Page extract:
The real Detroit is, and always has been, its neighborhoods, the familial and communal incubators of those who, two generations ago, put America on wheels and manufactured the arsenal of democracy. What ultimately happens to their children and grandchildren will measure whether Detroit is making a comeback or not.

The complexity of this social analysis beckons Christian disciples back to the simple, sacred waters of baptism. At the font, followers of Jesus hear the messianic commission of Psalm 2, “You are my beloved child,” alongside Isaiah’s prophetic blessing of the suffering servant, “with you I am well-pleased.” Like Jesus, we are challenged with the conviction that royal personhood is bestowed upon all humanity and commissioned to give our lives to self-donating service.

See you SOON in 2017!!!!

Tuesday, November 29, 2016

Up (and Down) the West Coast

Laughter isn't even the other side of tears. It is tears turned inside out. Truly the suffering is great, here on earth. We blunder along, shredded by our mistakes, bludgeoned by our faults. Not having a clue where the dark path leads us. But on the whole, we stumble along bravely, don't you think?
Alice Walker

November brought us all the way down the West Coast: from Seattle to Portland to Bend, OR to Sacramento to the Bay Area and into Orange County, CA. Our time has been dedicated to celebrating life with friends and family. Specifically, we danced to the music of the birth of yet another precious nephew, memorialized Tom's dad Dennis, one year after his sudden death, with a long hike down the Oso Creek Trail with Tom's Aunt Sandy, his mom Sue and her perra loca Sophie. We celebrated Thanksgiving with Lindsay's family and have had a plethora of meet-ups with so many beautiful people who have supported us on this Journey the past two years.

We are preparing our hearts, minds and bodies for the next stages of the Journey into 2017. On December 11, we will leave for a 50-day sabbatical at a writing retreat just outside of Portland. We will be reflecting on all that has happened in the past two years and working on a book project, in addition to some online articles. We plan on going to some counseling sessions and al-anon recovery meetings in the city--a great opportunity to keep learning more about our pain and undoing old patterns!

Stated exercise 1:
According to the blog post, how long will the sabbatical at the writing retreat last?
Stated exercise 2:
Carry on the blog post about the West Coast trip, starting right after its final sentence.
The data that comes next has nothing to do with what you're asked here.

Record set:
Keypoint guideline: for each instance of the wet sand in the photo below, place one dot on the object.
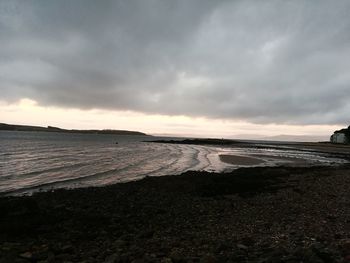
(265, 214)
(240, 160)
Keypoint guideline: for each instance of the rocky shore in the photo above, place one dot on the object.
(280, 214)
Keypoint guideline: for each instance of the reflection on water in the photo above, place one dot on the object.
(31, 161)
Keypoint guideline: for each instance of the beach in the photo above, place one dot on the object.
(263, 214)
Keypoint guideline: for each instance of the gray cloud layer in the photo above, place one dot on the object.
(263, 61)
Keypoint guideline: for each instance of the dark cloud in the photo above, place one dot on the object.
(262, 61)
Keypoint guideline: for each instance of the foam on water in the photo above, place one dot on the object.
(30, 161)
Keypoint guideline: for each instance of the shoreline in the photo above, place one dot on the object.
(250, 214)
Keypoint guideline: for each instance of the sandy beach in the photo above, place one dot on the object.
(280, 214)
(240, 160)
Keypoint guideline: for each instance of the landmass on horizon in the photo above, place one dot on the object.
(13, 127)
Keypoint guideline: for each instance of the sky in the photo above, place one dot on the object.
(185, 67)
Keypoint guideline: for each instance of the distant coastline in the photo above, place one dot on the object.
(13, 127)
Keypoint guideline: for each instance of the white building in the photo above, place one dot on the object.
(339, 137)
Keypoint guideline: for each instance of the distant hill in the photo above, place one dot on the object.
(12, 127)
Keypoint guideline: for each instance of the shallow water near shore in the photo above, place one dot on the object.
(32, 161)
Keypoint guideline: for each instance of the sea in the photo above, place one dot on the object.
(42, 161)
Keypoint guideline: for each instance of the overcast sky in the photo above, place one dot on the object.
(263, 62)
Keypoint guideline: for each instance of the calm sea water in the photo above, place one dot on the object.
(31, 161)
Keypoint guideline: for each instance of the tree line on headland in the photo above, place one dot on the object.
(12, 127)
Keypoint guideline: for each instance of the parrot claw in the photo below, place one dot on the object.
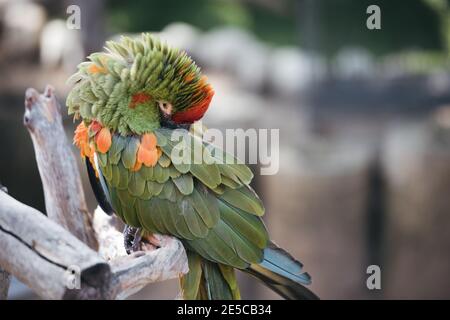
(132, 238)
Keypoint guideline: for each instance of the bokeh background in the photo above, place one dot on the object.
(364, 119)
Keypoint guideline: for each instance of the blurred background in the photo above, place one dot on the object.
(364, 119)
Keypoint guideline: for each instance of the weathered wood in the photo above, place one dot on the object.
(63, 191)
(5, 280)
(133, 272)
(43, 255)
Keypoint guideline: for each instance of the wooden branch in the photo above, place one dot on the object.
(42, 254)
(5, 277)
(133, 272)
(46, 255)
(63, 191)
(5, 280)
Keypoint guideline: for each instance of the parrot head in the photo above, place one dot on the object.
(136, 85)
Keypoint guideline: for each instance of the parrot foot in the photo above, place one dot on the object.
(132, 237)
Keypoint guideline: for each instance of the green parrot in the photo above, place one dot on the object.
(132, 98)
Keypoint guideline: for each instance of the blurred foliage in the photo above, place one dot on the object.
(143, 15)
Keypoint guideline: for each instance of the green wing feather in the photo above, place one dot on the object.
(209, 207)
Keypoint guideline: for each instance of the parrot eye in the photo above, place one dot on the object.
(166, 107)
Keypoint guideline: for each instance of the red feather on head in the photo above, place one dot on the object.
(196, 111)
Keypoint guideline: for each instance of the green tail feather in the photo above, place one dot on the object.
(283, 274)
(207, 280)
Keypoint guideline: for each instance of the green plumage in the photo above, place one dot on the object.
(194, 190)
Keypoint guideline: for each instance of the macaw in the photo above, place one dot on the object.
(131, 99)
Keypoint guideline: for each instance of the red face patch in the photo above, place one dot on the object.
(138, 98)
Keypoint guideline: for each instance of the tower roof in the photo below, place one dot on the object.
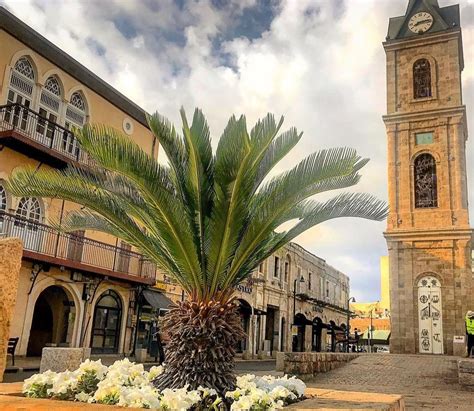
(444, 18)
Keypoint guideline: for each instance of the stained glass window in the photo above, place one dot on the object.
(52, 85)
(426, 192)
(422, 79)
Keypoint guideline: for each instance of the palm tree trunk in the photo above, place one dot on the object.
(202, 344)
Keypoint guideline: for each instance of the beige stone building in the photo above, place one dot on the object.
(294, 301)
(88, 289)
(428, 232)
(80, 289)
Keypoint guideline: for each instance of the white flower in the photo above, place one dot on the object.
(154, 372)
(82, 397)
(95, 367)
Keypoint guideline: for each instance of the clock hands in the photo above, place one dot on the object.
(422, 22)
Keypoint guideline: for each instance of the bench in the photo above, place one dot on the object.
(12, 342)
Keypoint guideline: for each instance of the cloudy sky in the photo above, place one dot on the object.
(320, 63)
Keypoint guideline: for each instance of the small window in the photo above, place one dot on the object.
(426, 191)
(78, 102)
(29, 208)
(276, 272)
(52, 85)
(422, 79)
(23, 66)
(3, 198)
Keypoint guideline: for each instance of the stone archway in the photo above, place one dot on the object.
(53, 320)
(430, 316)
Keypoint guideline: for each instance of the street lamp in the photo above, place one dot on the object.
(371, 326)
(348, 328)
(295, 338)
(301, 280)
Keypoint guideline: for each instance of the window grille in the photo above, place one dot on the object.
(426, 193)
(52, 85)
(422, 79)
(29, 208)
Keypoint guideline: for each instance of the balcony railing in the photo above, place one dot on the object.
(32, 126)
(46, 243)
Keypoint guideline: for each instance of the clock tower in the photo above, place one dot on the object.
(428, 234)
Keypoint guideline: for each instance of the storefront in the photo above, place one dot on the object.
(151, 306)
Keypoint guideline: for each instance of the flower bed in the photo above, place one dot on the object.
(127, 384)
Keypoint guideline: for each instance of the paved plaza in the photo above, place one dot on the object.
(425, 381)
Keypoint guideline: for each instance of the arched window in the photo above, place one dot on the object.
(426, 193)
(76, 110)
(422, 79)
(23, 66)
(52, 85)
(50, 103)
(29, 208)
(78, 101)
(20, 91)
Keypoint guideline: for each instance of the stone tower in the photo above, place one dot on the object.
(428, 234)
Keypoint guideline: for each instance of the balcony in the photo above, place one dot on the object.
(76, 252)
(24, 130)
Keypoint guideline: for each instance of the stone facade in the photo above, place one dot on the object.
(269, 295)
(427, 242)
(10, 257)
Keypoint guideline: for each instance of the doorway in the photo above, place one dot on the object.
(53, 320)
(106, 325)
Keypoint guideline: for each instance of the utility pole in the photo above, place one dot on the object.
(348, 328)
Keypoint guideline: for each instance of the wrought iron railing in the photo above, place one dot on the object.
(33, 126)
(46, 240)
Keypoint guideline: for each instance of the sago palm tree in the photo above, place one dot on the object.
(205, 218)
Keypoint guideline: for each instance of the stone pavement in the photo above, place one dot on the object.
(424, 381)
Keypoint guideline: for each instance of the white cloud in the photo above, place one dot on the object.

Task answer 1:
50 days.

Task answer 2:
From Portland, we will move to Southern California for our first "residency" of 2017. Most of our time will be spent in the Ojai Valley, working closely with Ched Myers & Elaine Enns, the co-directors of Bartimaeus Cooperative Ministries. We also look forward to spending some time in Los Angeles with a few interesting experiments in Beloved Community!

Some of our recent highlights...

A throwback to Saskatoon in mid-October, the "Feminarians," a group of women that Lindsay is helping facilitate this year. This is the second year that BCM has offered a cohort to study a “hybrid” course (online and in person) that engages the dynamic "radical discipleship" theology and ethics of Elaine and Ched.


In Seattle, we had pizza with former Capo Valley Cougar cross country runner Mikaela Mulhull:


In Portland, we survived Halloween with the Nilsen-Goodins:


In Berkeley, we got a campus tour from Natalie Herberg (aka, "Herbie"), now a Political Econ major at Cal and getting ready to compete in the steeplechase:


In Upland, we attended the ordination of Sue Hur at Mountain View Mennonite Church:


In San Clemente, we spent time with Kyle & Courtney Rutenbar and their 4 beautiful children. Great to be re-united with 5 of our former roommates from The Manna & Mercy House...and to get to know their new(est) addition: Baby Mabel (not really a baby, as she is already keeping up with the big kids)!



...and (Surprise!), Beloved Detroiter Jyarland Daniels of Harriet Speaks (and fellow 1996 University of Kansas grad) took us out for Happy Hour in Laguna Hills (she was in town doing a diversity training at a local car dealership).


Tom wrote this little poem just a few hours after the birth of our brand new nephew: Mason Thomas Orr

Four full days after we got trumped
upside the head, dizzy spinning
confusion, weighing us down with the
dead weight of a scapegoat
infusion, she texted: “in labor.”

Four full days: only one day short of
a resurrection but it’s still the miracle of
new life, one more striving heart beating
for justice, living one day at a time is a
must, about to get raised up to never
say it’s about “just us,” another
nephew on the Way to bless us.
Introducing: Mason Thomas.

Monday, October 31, 2016

The Hunt for Snowy October

Snow was falling,
so much like stars
filling the dark trees
that one could easily imagine
its reason for being was nothing more
than prettiness.

Mary Oliver

Greetings from Whidbey Island, Washington. We've been "on the road" for 40 days. Half of our time was in Saskatoon, Canada, preparing for and staffing the Bartimaeus Institute focused on the theme of The Truth & Reconciliation Commission Calls Churches to Action: Building Capacity for Restorative Solidarity. 100 indigenous and white church leaders gathered together to share honestly and openly about how Christian communities can help work towards "reconciliation" (what our boss Elaine Enns calls "restorative solidarity") after centuries of pain, abuse and violence aimed at tribal peoples and lands. There were seven indigenous elders in attendance--all of them residential school survivors in Canada. Both Canada and U.S. governments have a long, mostly hidden history of mandating that young indigenous children leave home.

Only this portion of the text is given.